Requirements: Pick out every line below that contains the string "carcass", matching case exactly, and copy each one.

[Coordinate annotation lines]
::::::::

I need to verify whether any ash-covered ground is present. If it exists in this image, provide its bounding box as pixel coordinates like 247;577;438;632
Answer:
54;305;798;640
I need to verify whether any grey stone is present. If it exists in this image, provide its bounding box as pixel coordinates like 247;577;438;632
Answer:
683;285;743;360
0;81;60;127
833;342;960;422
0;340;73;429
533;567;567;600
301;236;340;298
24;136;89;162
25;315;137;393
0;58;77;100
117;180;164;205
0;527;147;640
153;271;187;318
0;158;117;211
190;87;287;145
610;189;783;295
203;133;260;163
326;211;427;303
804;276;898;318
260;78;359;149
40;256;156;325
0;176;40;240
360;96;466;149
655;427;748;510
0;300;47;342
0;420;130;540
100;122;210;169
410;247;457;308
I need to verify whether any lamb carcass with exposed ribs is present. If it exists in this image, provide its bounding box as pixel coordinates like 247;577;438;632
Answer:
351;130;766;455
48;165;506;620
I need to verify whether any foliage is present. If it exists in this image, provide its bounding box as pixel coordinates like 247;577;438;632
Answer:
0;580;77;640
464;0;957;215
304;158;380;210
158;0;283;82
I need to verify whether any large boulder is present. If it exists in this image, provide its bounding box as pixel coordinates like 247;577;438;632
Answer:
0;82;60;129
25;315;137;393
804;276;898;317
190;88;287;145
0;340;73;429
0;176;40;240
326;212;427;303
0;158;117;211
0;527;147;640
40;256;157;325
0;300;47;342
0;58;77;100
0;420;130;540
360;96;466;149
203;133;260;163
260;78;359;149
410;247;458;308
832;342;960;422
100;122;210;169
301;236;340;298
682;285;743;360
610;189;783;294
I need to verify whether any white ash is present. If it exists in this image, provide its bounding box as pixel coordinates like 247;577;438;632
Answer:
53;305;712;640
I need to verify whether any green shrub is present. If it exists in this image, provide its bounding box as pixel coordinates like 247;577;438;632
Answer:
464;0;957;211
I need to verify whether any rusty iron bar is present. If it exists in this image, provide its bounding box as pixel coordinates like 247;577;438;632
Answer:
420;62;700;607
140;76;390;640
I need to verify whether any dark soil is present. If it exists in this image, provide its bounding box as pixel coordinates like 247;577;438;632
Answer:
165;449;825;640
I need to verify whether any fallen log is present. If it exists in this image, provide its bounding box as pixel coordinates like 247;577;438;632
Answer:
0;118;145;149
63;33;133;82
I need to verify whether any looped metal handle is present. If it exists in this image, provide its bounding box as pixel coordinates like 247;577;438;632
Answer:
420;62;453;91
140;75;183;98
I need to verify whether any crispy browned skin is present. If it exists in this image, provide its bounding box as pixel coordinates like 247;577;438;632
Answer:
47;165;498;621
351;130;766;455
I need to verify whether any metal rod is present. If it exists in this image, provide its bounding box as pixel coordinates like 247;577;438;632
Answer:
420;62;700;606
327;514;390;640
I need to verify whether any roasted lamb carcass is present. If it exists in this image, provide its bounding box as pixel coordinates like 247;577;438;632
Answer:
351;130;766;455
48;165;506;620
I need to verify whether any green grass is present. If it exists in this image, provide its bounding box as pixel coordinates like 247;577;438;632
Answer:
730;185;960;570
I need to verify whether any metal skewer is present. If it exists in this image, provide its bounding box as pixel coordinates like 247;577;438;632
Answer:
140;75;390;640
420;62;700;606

::::::::

In response:
I need to verify whether any lamb carcass with exposed ribs is present. If it exists in this image, provide its bounding box as pixel coordinates like 247;577;438;632
I need to verify whether any roasted lamb carcass is present. If it exists in this image, provide its bounding box as pixel coordinates like 247;577;438;632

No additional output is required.